Work request A: In the chalk brood forum thread, what does beekuk say feeding can greatly reduce chalkbrood?
Work request B: Pick up the chalk brood forum thread after its final line and write what comes next.

Document passage:
<<<<

# Chalk Brood problem



## Rick 1456 (Jun 22, 2010)

I have a hive with chalk brood. I changed out the bottom board to a SBB and left the entrance wide open.(I had it reduced due to dearth and robbing,,,fall flow is just starting so robbing shouldn't be an issue))I also use a inner cover that has wood shavings with screened holes and vents in the side. A site I visited stated to destroy the infected combs. Is that the consensus amongst the experienced in this group.?
Thanks 


Rick SoMd


----------



## RayMarler (Jun 18, 2008)

I would change the queen, in addition to what you've done, as I've heard chalkbrood can be a genetic trait.


----------



## beekuk (Dec 31, 2008)

RayMarler said:


> I would change the queen, in addition to what you've done, as I've heard chalkbrood can be a genetic trait.


 I agree would also advise to change the queen if the infection is bad,not much use changing the combs as the spores are carried also on the bodys of the bee's.....feeding thymolated syrup can help to reduce the chalkbrood to a great extent.


----------



## captahab (Apr 19, 2009)

I had a hive that had it last summer. They seem to work there way through it fine. As a matter of fact that hive overwintered better then any of my other hives last year.


----------



## BEES4U (Oct 10, 2007)

Here's some data:
ontrol
http://www.dpi.qld.gov.au/27_10634.htm#Control
Ernie


----------



## Michael Bush (Aug 2, 2002)

The root cause is not the spores it's either chilled brood, not enough ventilation or genetics (lack of hygienic behavior). I would make sure they are strong, and assuming they were when it started, I would requeen.

http://www.bushfarms.com/beespests.htm#chalkbrood


----------



## BEES4U (Oct 10, 2007)

Some more details:
*Management practices*Management practices that reduce the stress on hives also reduce the number of chalkbrood spores. Maintaining strong healthy colonies has been demonstrated to reduce the effects of chalkbrood. 

Management practices which may reduce the effects of chalkbrood disease are: 

removing ‘mummies’ from bottom boards and around the entrance 
destroying combs containing large numbers of ‘mummies’ 
supplying new combs 
providing good ventilation in hives 
adding young adult bees to hives 
not allowing bees to winter in a hive that is over supered 
feeding sugar syrup, fresh uncontaminated pollen or supplements 
maintaining strong hives by regular re-queening 
reducing or preventing interchange of hive materials 
not using the same site each year - if possible shift the apiary site slightly.

>>>>

Raw data:

<<<<

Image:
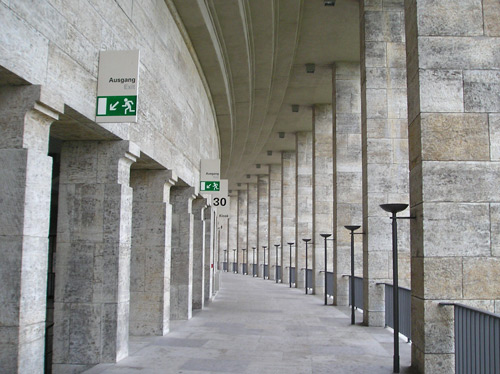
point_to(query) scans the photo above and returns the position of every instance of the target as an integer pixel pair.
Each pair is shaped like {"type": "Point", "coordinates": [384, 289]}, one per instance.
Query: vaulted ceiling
{"type": "Point", "coordinates": [253, 55]}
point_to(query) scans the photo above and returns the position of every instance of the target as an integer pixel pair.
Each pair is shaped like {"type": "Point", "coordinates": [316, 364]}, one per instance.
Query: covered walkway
{"type": "Point", "coordinates": [257, 326]}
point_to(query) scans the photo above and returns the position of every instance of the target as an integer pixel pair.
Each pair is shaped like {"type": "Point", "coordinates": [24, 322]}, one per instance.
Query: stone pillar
{"type": "Point", "coordinates": [323, 191]}
{"type": "Point", "coordinates": [253, 219]}
{"type": "Point", "coordinates": [181, 284]}
{"type": "Point", "coordinates": [263, 201]}
{"type": "Point", "coordinates": [274, 219]}
{"type": "Point", "coordinates": [151, 251]}
{"type": "Point", "coordinates": [288, 203]}
{"type": "Point", "coordinates": [385, 147]}
{"type": "Point", "coordinates": [233, 230]}
{"type": "Point", "coordinates": [347, 175]}
{"type": "Point", "coordinates": [24, 229]}
{"type": "Point", "coordinates": [208, 276]}
{"type": "Point", "coordinates": [305, 207]}
{"type": "Point", "coordinates": [92, 288]}
{"type": "Point", "coordinates": [453, 101]}
{"type": "Point", "coordinates": [243, 219]}
{"type": "Point", "coordinates": [199, 243]}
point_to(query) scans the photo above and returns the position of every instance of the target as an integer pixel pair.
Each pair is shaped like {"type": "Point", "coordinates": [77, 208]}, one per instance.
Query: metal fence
{"type": "Point", "coordinates": [292, 274]}
{"type": "Point", "coordinates": [329, 283]}
{"type": "Point", "coordinates": [477, 341]}
{"type": "Point", "coordinates": [358, 292]}
{"type": "Point", "coordinates": [404, 309]}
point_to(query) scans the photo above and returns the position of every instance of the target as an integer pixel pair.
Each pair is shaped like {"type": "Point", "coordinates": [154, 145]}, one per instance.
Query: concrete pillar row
{"type": "Point", "coordinates": [454, 126]}
{"type": "Point", "coordinates": [92, 284]}
{"type": "Point", "coordinates": [347, 175]}
{"type": "Point", "coordinates": [151, 252]}
{"type": "Point", "coordinates": [199, 243]}
{"type": "Point", "coordinates": [25, 119]}
{"type": "Point", "coordinates": [274, 216]}
{"type": "Point", "coordinates": [209, 226]}
{"type": "Point", "coordinates": [323, 198]}
{"type": "Point", "coordinates": [385, 148]}
{"type": "Point", "coordinates": [181, 285]}
{"type": "Point", "coordinates": [288, 204]}
{"type": "Point", "coordinates": [305, 207]}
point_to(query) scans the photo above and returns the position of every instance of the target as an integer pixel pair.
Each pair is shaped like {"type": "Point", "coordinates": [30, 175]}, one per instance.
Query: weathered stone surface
{"type": "Point", "coordinates": [482, 90]}
{"type": "Point", "coordinates": [479, 278]}
{"type": "Point", "coordinates": [460, 18]}
{"type": "Point", "coordinates": [455, 137]}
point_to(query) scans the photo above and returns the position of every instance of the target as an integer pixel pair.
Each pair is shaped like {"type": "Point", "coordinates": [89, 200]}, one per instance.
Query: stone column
{"type": "Point", "coordinates": [253, 219]}
{"type": "Point", "coordinates": [199, 243]}
{"type": "Point", "coordinates": [305, 206]}
{"type": "Point", "coordinates": [92, 288]}
{"type": "Point", "coordinates": [323, 191]}
{"type": "Point", "coordinates": [385, 147]}
{"type": "Point", "coordinates": [24, 229]}
{"type": "Point", "coordinates": [347, 175]}
{"type": "Point", "coordinates": [243, 202]}
{"type": "Point", "coordinates": [208, 277]}
{"type": "Point", "coordinates": [288, 203]}
{"type": "Point", "coordinates": [233, 229]}
{"type": "Point", "coordinates": [453, 101]}
{"type": "Point", "coordinates": [151, 252]}
{"type": "Point", "coordinates": [274, 219]}
{"type": "Point", "coordinates": [263, 201]}
{"type": "Point", "coordinates": [181, 284]}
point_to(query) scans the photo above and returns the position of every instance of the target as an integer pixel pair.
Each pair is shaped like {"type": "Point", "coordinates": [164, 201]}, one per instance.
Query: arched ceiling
{"type": "Point", "coordinates": [253, 55]}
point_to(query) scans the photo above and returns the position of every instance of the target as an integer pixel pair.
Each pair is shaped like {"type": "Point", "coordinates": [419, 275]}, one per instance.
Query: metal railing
{"type": "Point", "coordinates": [404, 309]}
{"type": "Point", "coordinates": [358, 292]}
{"type": "Point", "coordinates": [477, 340]}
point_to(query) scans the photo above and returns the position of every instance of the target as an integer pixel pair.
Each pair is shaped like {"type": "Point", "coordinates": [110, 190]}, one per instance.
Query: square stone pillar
{"type": "Point", "coordinates": [211, 243]}
{"type": "Point", "coordinates": [323, 192]}
{"type": "Point", "coordinates": [24, 214]}
{"type": "Point", "coordinates": [454, 114]}
{"type": "Point", "coordinates": [199, 242]}
{"type": "Point", "coordinates": [92, 284]}
{"type": "Point", "coordinates": [253, 225]}
{"type": "Point", "coordinates": [305, 206]}
{"type": "Point", "coordinates": [263, 239]}
{"type": "Point", "coordinates": [151, 251]}
{"type": "Point", "coordinates": [347, 175]}
{"type": "Point", "coordinates": [274, 218]}
{"type": "Point", "coordinates": [243, 223]}
{"type": "Point", "coordinates": [181, 284]}
{"type": "Point", "coordinates": [288, 203]}
{"type": "Point", "coordinates": [385, 147]}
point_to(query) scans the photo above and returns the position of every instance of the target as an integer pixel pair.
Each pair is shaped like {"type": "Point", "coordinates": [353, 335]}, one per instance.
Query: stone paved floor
{"type": "Point", "coordinates": [257, 326]}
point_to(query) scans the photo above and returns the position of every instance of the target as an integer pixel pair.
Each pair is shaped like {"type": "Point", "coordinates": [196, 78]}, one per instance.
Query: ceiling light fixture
{"type": "Point", "coordinates": [310, 68]}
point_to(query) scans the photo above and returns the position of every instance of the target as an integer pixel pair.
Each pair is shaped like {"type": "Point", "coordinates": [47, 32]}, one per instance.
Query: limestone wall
{"type": "Point", "coordinates": [56, 44]}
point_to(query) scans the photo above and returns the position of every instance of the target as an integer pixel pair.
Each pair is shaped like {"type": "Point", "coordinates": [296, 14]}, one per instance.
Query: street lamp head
{"type": "Point", "coordinates": [352, 228]}
{"type": "Point", "coordinates": [394, 208]}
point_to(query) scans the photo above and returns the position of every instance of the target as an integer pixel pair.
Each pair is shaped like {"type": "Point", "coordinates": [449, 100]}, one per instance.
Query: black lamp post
{"type": "Point", "coordinates": [325, 236]}
{"type": "Point", "coordinates": [394, 209]}
{"type": "Point", "coordinates": [264, 266]}
{"type": "Point", "coordinates": [253, 263]}
{"type": "Point", "coordinates": [307, 241]}
{"type": "Point", "coordinates": [290, 267]}
{"type": "Point", "coordinates": [353, 293]}
{"type": "Point", "coordinates": [245, 264]}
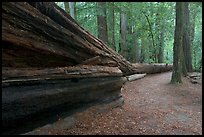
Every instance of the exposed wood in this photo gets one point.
(49, 37)
(22, 103)
(50, 63)
(66, 72)
(135, 77)
(153, 68)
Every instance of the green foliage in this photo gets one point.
(158, 13)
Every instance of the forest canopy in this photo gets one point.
(142, 32)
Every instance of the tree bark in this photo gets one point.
(38, 36)
(161, 44)
(66, 5)
(102, 22)
(112, 26)
(123, 29)
(187, 39)
(152, 68)
(177, 62)
(142, 56)
(72, 7)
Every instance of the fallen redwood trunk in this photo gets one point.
(153, 68)
(48, 37)
(50, 63)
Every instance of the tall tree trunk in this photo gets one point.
(176, 74)
(112, 26)
(72, 7)
(142, 57)
(135, 48)
(161, 45)
(66, 5)
(192, 31)
(152, 56)
(102, 23)
(123, 29)
(186, 39)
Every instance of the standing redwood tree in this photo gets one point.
(112, 26)
(72, 7)
(178, 36)
(102, 22)
(123, 29)
(186, 38)
(66, 5)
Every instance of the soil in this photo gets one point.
(152, 106)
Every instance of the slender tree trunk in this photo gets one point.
(112, 26)
(102, 23)
(123, 29)
(66, 5)
(152, 36)
(72, 7)
(186, 39)
(176, 74)
(192, 31)
(135, 48)
(161, 45)
(142, 57)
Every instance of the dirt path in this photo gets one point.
(152, 106)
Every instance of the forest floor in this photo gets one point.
(152, 106)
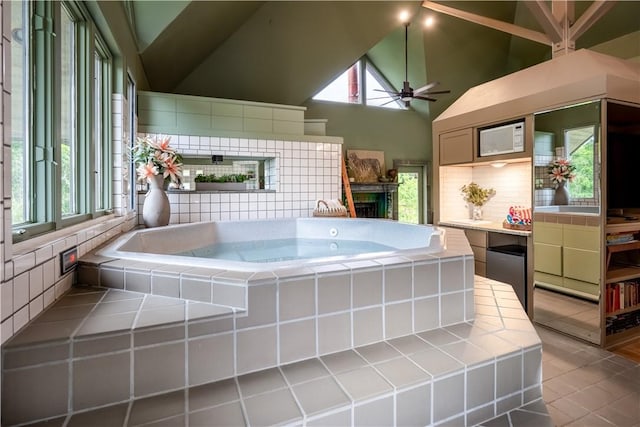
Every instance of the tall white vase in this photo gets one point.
(561, 196)
(156, 209)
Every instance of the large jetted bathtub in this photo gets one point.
(261, 245)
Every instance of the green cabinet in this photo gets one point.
(567, 258)
(547, 248)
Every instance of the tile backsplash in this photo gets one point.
(511, 182)
(296, 174)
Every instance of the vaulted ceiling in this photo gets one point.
(286, 51)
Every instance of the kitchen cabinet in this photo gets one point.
(456, 147)
(567, 258)
(478, 242)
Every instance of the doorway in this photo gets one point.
(412, 192)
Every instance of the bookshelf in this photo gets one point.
(622, 287)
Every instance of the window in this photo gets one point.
(68, 144)
(60, 117)
(21, 153)
(581, 145)
(350, 85)
(101, 133)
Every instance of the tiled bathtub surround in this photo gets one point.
(296, 313)
(35, 278)
(297, 173)
(180, 372)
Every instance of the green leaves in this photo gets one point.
(476, 195)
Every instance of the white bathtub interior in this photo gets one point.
(192, 244)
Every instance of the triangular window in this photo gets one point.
(350, 85)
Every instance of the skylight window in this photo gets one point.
(350, 85)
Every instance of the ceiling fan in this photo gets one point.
(407, 93)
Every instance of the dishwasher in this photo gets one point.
(508, 264)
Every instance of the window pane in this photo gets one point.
(20, 153)
(68, 147)
(346, 88)
(581, 148)
(97, 132)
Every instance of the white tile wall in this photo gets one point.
(511, 182)
(32, 280)
(296, 175)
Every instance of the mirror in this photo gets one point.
(567, 238)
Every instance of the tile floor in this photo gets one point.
(585, 385)
(574, 316)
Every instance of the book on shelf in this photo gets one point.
(622, 295)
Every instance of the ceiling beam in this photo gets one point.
(546, 19)
(597, 9)
(525, 33)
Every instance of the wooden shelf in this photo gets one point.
(620, 225)
(622, 273)
(624, 310)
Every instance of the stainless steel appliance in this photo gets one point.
(508, 264)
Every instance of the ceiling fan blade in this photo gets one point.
(388, 102)
(425, 98)
(386, 91)
(383, 97)
(426, 87)
(435, 92)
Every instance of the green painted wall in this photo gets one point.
(401, 134)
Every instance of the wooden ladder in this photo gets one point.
(347, 190)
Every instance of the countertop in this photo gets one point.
(483, 226)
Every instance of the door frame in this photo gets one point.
(426, 213)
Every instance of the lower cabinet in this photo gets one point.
(567, 258)
(478, 242)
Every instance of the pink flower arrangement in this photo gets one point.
(561, 170)
(153, 156)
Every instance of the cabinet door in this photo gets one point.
(547, 232)
(581, 237)
(547, 258)
(456, 147)
(581, 265)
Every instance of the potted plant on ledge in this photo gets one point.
(476, 196)
(231, 182)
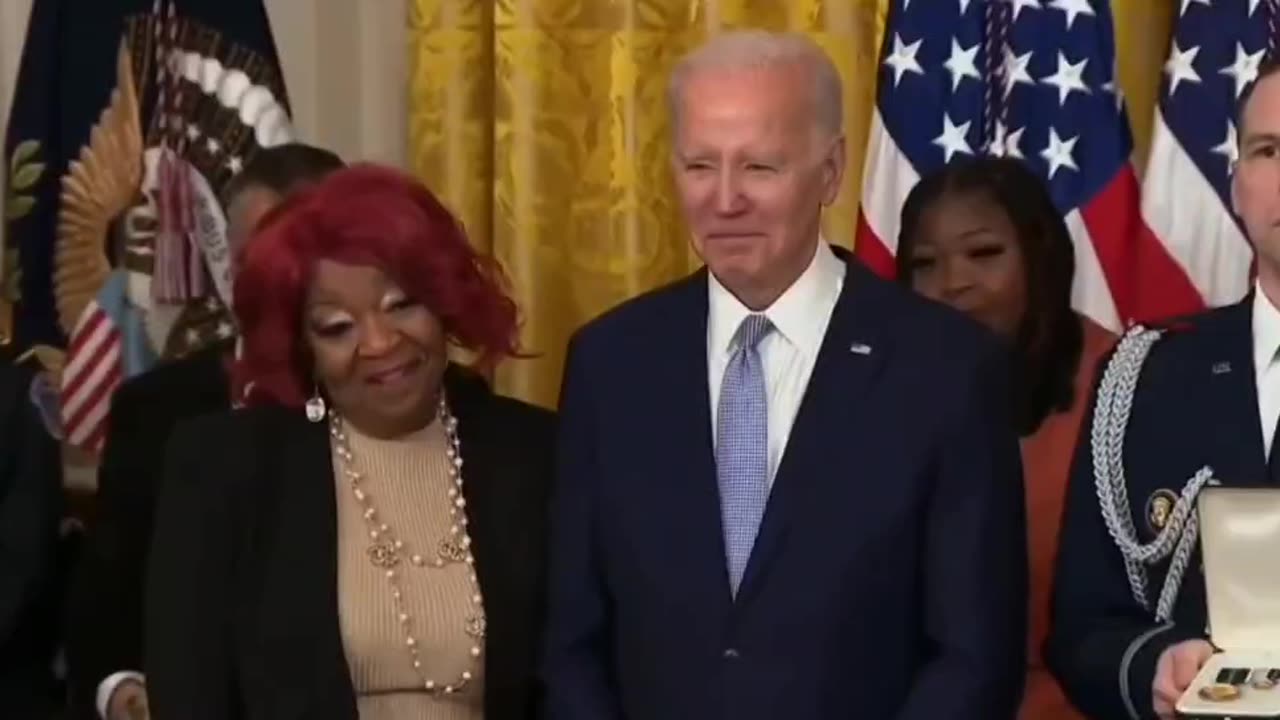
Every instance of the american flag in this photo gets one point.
(1029, 78)
(1185, 196)
(106, 346)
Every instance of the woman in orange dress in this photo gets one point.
(984, 237)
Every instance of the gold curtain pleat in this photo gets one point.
(543, 124)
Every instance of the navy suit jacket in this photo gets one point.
(1196, 404)
(888, 578)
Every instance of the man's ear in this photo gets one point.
(833, 171)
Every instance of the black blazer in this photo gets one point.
(242, 602)
(30, 513)
(105, 606)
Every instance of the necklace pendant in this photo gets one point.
(475, 627)
(384, 555)
(452, 551)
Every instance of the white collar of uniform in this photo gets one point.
(1266, 329)
(799, 314)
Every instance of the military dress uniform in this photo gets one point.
(1176, 409)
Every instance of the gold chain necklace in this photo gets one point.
(387, 551)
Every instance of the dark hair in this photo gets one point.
(282, 169)
(1050, 341)
(366, 215)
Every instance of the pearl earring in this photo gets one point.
(315, 406)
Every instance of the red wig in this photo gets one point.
(360, 215)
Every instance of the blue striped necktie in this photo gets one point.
(741, 446)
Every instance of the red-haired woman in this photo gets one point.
(365, 537)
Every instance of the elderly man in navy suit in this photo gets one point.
(787, 488)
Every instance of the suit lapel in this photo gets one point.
(1233, 397)
(853, 352)
(301, 578)
(698, 534)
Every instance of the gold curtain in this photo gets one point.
(543, 124)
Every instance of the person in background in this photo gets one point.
(983, 236)
(105, 616)
(366, 536)
(785, 488)
(31, 510)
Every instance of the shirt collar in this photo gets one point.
(1266, 329)
(798, 314)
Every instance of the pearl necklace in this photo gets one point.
(387, 551)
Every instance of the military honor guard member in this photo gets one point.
(1178, 409)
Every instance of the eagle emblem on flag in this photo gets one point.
(141, 267)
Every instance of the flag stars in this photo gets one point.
(952, 139)
(1019, 5)
(1057, 154)
(1006, 144)
(1015, 71)
(903, 58)
(1182, 67)
(1189, 3)
(1244, 68)
(1229, 147)
(1068, 78)
(963, 63)
(1073, 9)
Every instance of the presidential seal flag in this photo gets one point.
(127, 121)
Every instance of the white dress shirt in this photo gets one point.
(800, 317)
(1266, 365)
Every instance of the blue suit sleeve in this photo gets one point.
(976, 574)
(577, 664)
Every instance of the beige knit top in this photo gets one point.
(407, 483)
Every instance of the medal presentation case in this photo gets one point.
(1239, 538)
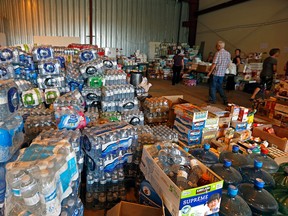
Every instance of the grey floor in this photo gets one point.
(197, 95)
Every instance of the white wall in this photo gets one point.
(253, 26)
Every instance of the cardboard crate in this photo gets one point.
(191, 111)
(172, 101)
(133, 209)
(278, 139)
(188, 202)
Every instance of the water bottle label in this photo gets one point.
(32, 200)
(182, 173)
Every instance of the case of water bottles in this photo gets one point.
(180, 202)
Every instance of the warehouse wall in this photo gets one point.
(127, 24)
(253, 26)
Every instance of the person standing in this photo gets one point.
(268, 70)
(177, 66)
(219, 66)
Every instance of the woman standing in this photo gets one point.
(177, 66)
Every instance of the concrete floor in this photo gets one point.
(197, 95)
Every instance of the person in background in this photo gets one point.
(210, 57)
(177, 66)
(268, 70)
(230, 83)
(219, 66)
(286, 70)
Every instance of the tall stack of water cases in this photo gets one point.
(108, 149)
(11, 124)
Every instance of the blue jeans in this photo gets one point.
(216, 85)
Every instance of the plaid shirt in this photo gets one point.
(222, 60)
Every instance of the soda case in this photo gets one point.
(41, 177)
(114, 77)
(32, 97)
(6, 71)
(49, 67)
(42, 53)
(133, 117)
(91, 95)
(87, 55)
(11, 136)
(91, 68)
(9, 98)
(9, 55)
(118, 92)
(34, 124)
(120, 106)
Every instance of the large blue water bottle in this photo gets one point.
(250, 173)
(234, 156)
(204, 155)
(260, 201)
(268, 163)
(228, 173)
(232, 204)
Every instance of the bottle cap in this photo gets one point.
(264, 151)
(232, 191)
(258, 164)
(206, 146)
(259, 183)
(235, 148)
(227, 163)
(205, 176)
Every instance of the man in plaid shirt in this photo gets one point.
(219, 66)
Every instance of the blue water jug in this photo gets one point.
(234, 156)
(260, 201)
(204, 155)
(228, 173)
(232, 204)
(250, 173)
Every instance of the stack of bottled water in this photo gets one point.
(41, 178)
(163, 132)
(156, 110)
(107, 150)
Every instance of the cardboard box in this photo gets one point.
(191, 111)
(189, 124)
(172, 101)
(133, 209)
(239, 126)
(278, 139)
(179, 203)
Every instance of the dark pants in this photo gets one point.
(216, 85)
(176, 74)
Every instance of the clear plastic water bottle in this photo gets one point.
(268, 163)
(228, 173)
(51, 204)
(30, 193)
(260, 201)
(250, 173)
(234, 156)
(204, 155)
(232, 204)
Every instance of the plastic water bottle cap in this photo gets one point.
(206, 146)
(259, 183)
(235, 148)
(227, 163)
(264, 151)
(258, 164)
(232, 191)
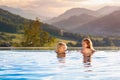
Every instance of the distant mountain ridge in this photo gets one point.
(24, 13)
(74, 21)
(82, 19)
(12, 23)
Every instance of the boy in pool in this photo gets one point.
(87, 50)
(61, 51)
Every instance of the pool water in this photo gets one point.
(43, 65)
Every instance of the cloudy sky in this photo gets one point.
(55, 7)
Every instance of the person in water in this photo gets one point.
(87, 50)
(61, 51)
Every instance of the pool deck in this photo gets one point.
(53, 48)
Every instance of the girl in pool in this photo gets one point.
(61, 51)
(87, 50)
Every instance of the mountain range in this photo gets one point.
(104, 21)
(25, 13)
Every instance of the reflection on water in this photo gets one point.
(43, 65)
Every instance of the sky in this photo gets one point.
(56, 7)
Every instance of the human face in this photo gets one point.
(84, 44)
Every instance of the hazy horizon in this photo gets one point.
(52, 8)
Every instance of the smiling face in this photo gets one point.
(84, 44)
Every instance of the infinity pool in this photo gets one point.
(43, 65)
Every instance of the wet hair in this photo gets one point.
(89, 43)
(59, 45)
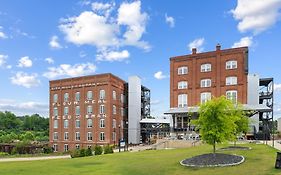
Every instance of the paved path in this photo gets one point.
(33, 158)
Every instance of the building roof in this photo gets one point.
(194, 109)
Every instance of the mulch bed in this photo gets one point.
(213, 160)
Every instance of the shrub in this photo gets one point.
(98, 150)
(88, 152)
(108, 149)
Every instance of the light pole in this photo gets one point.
(119, 138)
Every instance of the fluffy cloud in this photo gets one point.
(245, 41)
(159, 75)
(170, 20)
(113, 56)
(256, 15)
(25, 80)
(54, 43)
(25, 62)
(197, 43)
(50, 60)
(67, 70)
(24, 108)
(107, 32)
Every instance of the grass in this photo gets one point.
(259, 160)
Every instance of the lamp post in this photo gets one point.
(119, 138)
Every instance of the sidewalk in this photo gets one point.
(33, 158)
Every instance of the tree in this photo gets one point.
(216, 121)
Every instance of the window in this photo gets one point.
(114, 95)
(89, 123)
(77, 135)
(55, 99)
(182, 70)
(55, 147)
(55, 111)
(232, 64)
(206, 67)
(102, 123)
(55, 136)
(77, 96)
(102, 94)
(232, 95)
(66, 136)
(205, 96)
(182, 85)
(89, 109)
(66, 97)
(114, 123)
(65, 110)
(206, 83)
(55, 124)
(65, 147)
(182, 100)
(77, 110)
(65, 124)
(77, 123)
(114, 109)
(102, 137)
(89, 95)
(102, 109)
(231, 81)
(89, 136)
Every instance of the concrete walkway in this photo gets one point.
(33, 158)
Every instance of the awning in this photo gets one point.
(194, 109)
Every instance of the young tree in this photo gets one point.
(216, 121)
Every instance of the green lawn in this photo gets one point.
(259, 160)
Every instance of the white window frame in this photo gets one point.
(207, 67)
(205, 83)
(182, 100)
(230, 94)
(205, 96)
(182, 70)
(182, 85)
(231, 64)
(232, 80)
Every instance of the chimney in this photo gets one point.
(194, 50)
(218, 47)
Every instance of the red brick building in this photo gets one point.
(87, 110)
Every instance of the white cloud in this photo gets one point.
(25, 62)
(67, 70)
(256, 15)
(245, 41)
(24, 108)
(170, 20)
(25, 80)
(159, 75)
(54, 43)
(277, 87)
(197, 43)
(113, 56)
(50, 60)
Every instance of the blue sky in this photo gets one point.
(43, 40)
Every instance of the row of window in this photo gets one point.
(208, 82)
(205, 96)
(89, 110)
(89, 136)
(89, 96)
(232, 64)
(89, 123)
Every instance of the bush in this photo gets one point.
(89, 152)
(108, 149)
(98, 150)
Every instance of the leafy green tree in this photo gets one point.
(216, 121)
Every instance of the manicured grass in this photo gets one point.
(259, 160)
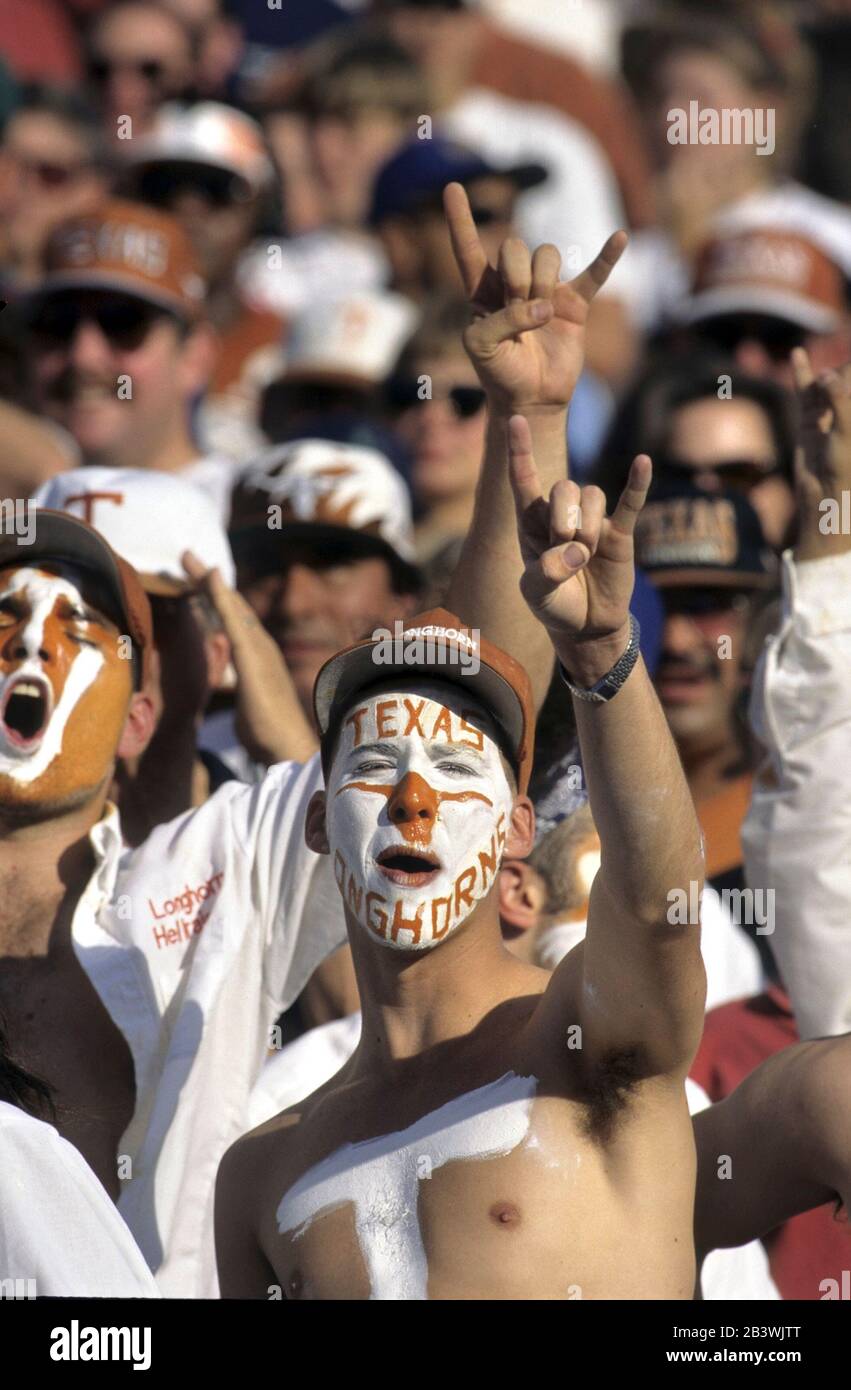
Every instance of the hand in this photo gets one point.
(527, 341)
(579, 562)
(822, 458)
(270, 723)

>>>>

Answer space A: Thymolated syrup.

Answer space B:
Good hygiene will also help. Change clothes and disinfect smokers, boots and hive tools using chlorine bleach between apiaries or infected hives.


Ernie


----------



## Rick 1456 (Jun 22, 2010)

The chalkbrood has not cleared up. I go in every 4 to 5 days and clear the bottom board of the mummies. The hive is obviously getting weaker even though I see some uncapped brood. The last two times I was in I could not find the queen and she is marked but is a dark colored queen. No new eggs seen but my tired eyes have a hard time with little things like that these days, but pretty sure. There were some new queen "cups" but nothing in them. I have a new queen on the way,,in the meantime,,opinions regarding what has happened to the queen? Is she gone ? just quite laying? bees wanted to supercede but no viable eggs? just laying a few and I can't see them
This hive is normally very calm when inspected, now they are testy and a little runny. My real concern is putting a new queen in if the hive queen is still around. 
Any thoughts appreciated.
Rick SoMd


----------



## clarkfarm (Apr 13, 2009)

Rick - I am a third year beekeeper so don't know if I am experienced generally or not but I do have experience with chalk brood. I brought it in with a nuc in May of 2009. When weather got warmer it seemed to go away which timing coincided with the bees moving into a second brood box. But in the summer when the bees moved back into the bottom box that had the old frames purchased in the nuc, the chalk brood came back worse than ever. I really thought the hive was a goner. Did not want to combine as I was afraid of the old frames and possibly contaminated bees. Couldn't find queen but wasn't totally sure she was gone so with one thing and another I did not requeen and just decided to let the hive die out. Couldn't see uncapped brood or eggs so figured it was hopeless. Very very weak hive at this point. Left it alone and did not check it for a good while.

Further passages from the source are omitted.